(THE EXERCISE)
Starting at the line with "task: outline the flower stalk" and running through the end of the records, render the lines as a JSON list of strings, one string per line, with blank lines left out.
───── GIVEN DATA ─────
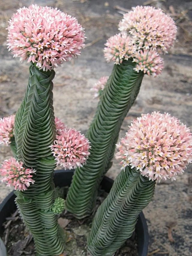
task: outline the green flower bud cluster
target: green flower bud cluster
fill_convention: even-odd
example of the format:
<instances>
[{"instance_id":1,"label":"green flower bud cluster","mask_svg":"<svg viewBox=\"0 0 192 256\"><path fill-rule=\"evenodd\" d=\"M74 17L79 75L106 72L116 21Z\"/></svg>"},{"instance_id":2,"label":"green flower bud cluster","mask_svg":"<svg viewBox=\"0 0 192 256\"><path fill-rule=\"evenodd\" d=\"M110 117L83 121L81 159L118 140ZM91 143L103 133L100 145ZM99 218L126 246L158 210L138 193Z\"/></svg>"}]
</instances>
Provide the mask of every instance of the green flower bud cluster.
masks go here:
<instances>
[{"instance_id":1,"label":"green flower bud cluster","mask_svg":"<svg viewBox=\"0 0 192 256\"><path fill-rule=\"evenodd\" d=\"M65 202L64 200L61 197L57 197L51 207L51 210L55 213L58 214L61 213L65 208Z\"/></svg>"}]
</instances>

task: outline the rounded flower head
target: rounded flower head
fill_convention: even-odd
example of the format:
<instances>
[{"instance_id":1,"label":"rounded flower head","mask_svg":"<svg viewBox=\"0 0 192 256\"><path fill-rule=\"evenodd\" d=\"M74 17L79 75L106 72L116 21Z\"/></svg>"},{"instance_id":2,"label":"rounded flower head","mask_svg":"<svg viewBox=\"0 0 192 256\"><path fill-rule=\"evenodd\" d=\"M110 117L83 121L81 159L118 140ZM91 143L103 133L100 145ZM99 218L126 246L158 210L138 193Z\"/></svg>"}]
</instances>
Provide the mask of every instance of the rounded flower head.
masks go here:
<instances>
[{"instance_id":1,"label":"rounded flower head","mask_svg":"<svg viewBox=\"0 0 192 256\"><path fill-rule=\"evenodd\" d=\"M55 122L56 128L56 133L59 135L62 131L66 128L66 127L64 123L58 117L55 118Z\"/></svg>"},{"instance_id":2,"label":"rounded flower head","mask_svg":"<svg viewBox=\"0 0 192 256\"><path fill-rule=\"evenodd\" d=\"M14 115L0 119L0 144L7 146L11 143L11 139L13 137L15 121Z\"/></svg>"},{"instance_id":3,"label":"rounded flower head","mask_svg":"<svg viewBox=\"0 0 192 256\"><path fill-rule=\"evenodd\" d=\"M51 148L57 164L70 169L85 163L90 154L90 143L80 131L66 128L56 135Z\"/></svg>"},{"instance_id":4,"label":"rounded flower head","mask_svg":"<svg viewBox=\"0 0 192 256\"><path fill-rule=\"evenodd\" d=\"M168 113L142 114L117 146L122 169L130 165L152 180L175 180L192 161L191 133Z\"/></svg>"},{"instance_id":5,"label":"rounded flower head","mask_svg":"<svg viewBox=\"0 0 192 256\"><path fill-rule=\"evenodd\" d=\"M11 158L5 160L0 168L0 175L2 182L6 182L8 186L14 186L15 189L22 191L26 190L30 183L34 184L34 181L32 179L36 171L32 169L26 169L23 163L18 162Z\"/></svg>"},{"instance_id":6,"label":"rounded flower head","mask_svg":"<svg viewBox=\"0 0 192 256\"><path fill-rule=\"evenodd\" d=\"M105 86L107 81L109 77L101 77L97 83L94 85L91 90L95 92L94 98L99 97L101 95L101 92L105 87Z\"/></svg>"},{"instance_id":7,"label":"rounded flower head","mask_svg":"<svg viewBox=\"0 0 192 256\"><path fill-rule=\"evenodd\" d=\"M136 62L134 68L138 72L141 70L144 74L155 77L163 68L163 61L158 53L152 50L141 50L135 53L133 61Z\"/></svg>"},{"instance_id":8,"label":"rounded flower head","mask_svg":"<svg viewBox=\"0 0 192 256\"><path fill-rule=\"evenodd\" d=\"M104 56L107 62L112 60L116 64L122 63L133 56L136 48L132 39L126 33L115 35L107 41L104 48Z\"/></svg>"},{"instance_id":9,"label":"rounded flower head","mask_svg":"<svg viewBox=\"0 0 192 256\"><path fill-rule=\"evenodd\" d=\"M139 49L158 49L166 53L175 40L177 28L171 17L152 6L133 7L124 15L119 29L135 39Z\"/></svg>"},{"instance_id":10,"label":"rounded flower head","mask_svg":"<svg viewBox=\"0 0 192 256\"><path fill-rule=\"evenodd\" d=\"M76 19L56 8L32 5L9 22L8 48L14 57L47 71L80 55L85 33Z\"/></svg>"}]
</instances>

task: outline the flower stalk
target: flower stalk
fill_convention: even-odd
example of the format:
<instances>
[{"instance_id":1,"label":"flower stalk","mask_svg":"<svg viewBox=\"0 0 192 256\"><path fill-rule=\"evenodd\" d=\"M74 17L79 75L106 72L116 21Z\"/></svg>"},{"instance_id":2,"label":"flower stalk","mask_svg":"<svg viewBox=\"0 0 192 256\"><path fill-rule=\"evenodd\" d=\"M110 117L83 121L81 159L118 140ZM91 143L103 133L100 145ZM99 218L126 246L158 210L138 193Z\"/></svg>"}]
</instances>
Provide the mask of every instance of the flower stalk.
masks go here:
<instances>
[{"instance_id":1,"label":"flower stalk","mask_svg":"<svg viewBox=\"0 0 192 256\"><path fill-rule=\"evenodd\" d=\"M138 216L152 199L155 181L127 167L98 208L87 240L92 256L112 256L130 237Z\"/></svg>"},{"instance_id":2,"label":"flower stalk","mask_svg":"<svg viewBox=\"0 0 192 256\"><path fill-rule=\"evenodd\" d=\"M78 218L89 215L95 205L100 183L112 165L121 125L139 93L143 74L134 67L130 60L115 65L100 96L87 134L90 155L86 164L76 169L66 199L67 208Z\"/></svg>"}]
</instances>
─────
(SOLUTION TO THIS PROBLEM)
[
  "task: outline the flower stalk",
  "target: flower stalk",
  "fill_convention: even-odd",
  "example of the format:",
  "<instances>",
  "[{\"instance_id\":1,\"label\":\"flower stalk\",\"mask_svg\":\"<svg viewBox=\\\"0 0 192 256\\\"><path fill-rule=\\\"evenodd\\\" d=\\\"M74 17L79 75L106 72L116 21Z\\\"/></svg>\"},{\"instance_id\":2,\"label\":\"flower stalk\",\"mask_svg\":\"<svg viewBox=\\\"0 0 192 256\\\"><path fill-rule=\\\"evenodd\\\" d=\\\"M110 117L83 121L81 159L118 140ZM91 143L103 133L100 145ZM99 218L126 246L158 210L138 193Z\\\"/></svg>\"}]",
  "</instances>",
  "Provide the mask of every instance of the flower stalk.",
  "masks go here:",
  "<instances>",
  "[{\"instance_id\":1,\"label\":\"flower stalk\",\"mask_svg\":\"<svg viewBox=\\\"0 0 192 256\\\"><path fill-rule=\\\"evenodd\\\" d=\\\"M138 216L152 199L155 181L127 167L98 208L87 240L92 256L112 256L130 237Z\\\"/></svg>\"},{\"instance_id\":2,\"label\":\"flower stalk\",\"mask_svg\":\"<svg viewBox=\\\"0 0 192 256\\\"><path fill-rule=\\\"evenodd\\\" d=\\\"M78 218L89 215L95 205L100 183L112 165L121 125L139 93L143 74L134 67L130 60L115 65L100 96L87 134L90 155L86 164L76 169L66 199L67 208Z\\\"/></svg>\"}]",
  "</instances>"
]